• **Instruction A**:
Answer these questions from the article on Star Wars Detours, giving each answer the same label as its question.
(i) At what event and in what year were teases of the series screened?
(ii) How many episodes were finished for broadcast?
(iii) To which publication did Green make his remarks?
• **Instruction B**: Retype the passage from the article on Star Wars Detours that opens with the words containing "At the time" and closes with "of the franchise.", keeping every word and mark unchanged.

• **Provided text**:
· · ·

Disney might have been offering Star Wars fans unexpected entries into the franchise in recent years thanks to Disney+, but if you're hoping to see the official release of Star Wars Detours, co-creator Seth Green has the disappointing update that there isn't enough interest in releasing the series at this point that it seems unlikely to happen. To date, all fans have seen from the series are teases that were screened during a panel at Star Wars Celebration in 2012, with Green also noting that the series would likely also be dated by now and need an overhaul before being unveiled for the public.
"The most recent conversations I've had with anybody who would be in a position to say so say that it's not soon," Green revealed to Entertainment Weekly.
At the time the series was made, Lucasfilm had no plans to develop new live-action films in the series, allowing Detours to serve as a comedic entry into the galaxy far, far away, which fully embraced the sense of humor of Green's Robot Chicken series. Since Disney's purchase of Lucasfilm, the studio has claimed they didn't want to release the satire of the franchise when it might be some audiences' first introduction to the series, resulting in confusion regarding the overall tone of the franchise.
"Well, there are 39 episodes that were finished for broadcast," Green detailed. "But we finished them almost 10 years ago, and so there would have to be a bit of reconfiguring of the existing stuff to make it something that Disney+ would release as a Lucasfilm offering. And the way it's been explained to me is that there hasn't been enough interest high enough up to go through what it would take to put it out, and that there isn't an interest in releasing this content on Disney+ from Lucasfilm."

· · ·

• **Data segment**:

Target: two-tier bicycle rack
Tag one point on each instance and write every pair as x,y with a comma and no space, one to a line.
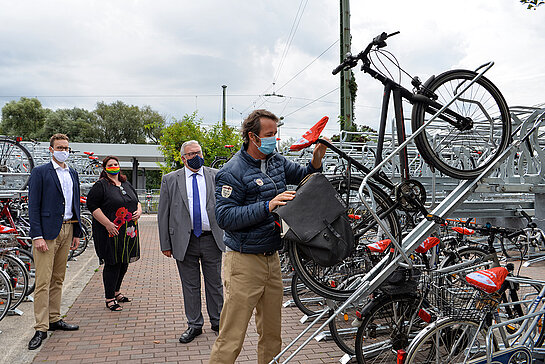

· · ·

• **Exercise output A**:
(i) Star Wars Celebration, in 2012.
(ii) 39 episodes.
(iii) Entertainment Weekly.

• **Exercise output B**:
At the time the series was made, Lucasfilm had no plans to develop new live-action films in the series, allowing Detours to serve as a comedic entry into the galaxy far, far away, which fully embraced the sense of humor of Green's Robot Chicken series. Since Disney's purchase of Lucasfilm, the studio has claimed they didn't want to release the satire of the franchise when it might be some audiences' first introduction to the series, resulting in confusion regarding the overall tone of the franchise.